* Stated exercise *
Reproduce the lines below, from the first one through the line that holds "[808,210,835,233]", both included. Leave the picture out of your answer.
# # # # # # #
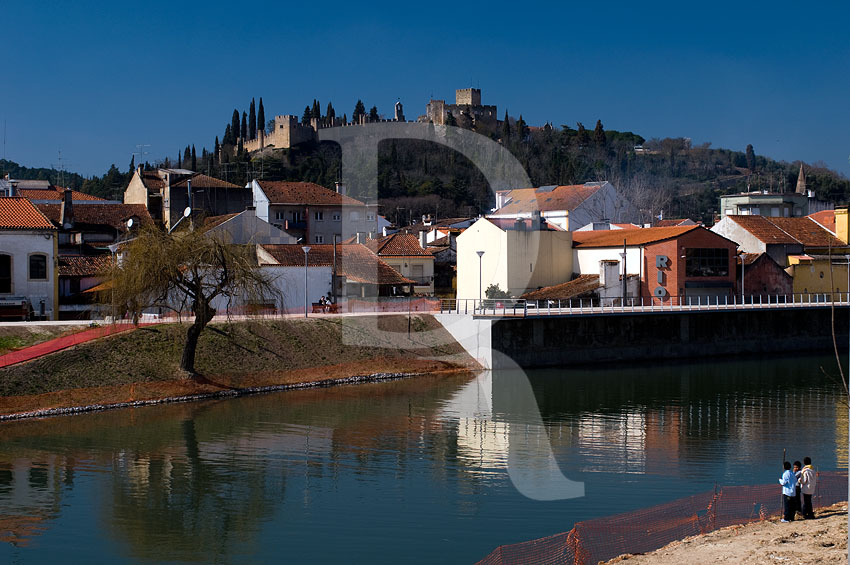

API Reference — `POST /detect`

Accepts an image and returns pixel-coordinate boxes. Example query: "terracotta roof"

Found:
[727,216,846,247]
[59,255,112,277]
[520,275,601,300]
[487,217,564,231]
[171,173,242,189]
[653,218,696,228]
[18,185,105,202]
[0,196,56,230]
[365,233,430,257]
[261,243,415,285]
[573,226,700,248]
[35,204,153,231]
[808,210,835,233]
[257,180,363,206]
[496,183,604,214]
# # # # # # #
* Answer in full *
API Reference — `POST /detect`

Accepts an image and returns pixel-coordinate boxes. Example query: "terracotta roof"

Found:
[727,216,846,247]
[59,255,112,277]
[520,275,601,300]
[487,217,564,231]
[171,173,242,189]
[653,218,696,228]
[18,185,105,202]
[0,196,56,230]
[365,233,430,257]
[261,243,415,285]
[573,226,700,248]
[35,204,153,231]
[808,210,835,233]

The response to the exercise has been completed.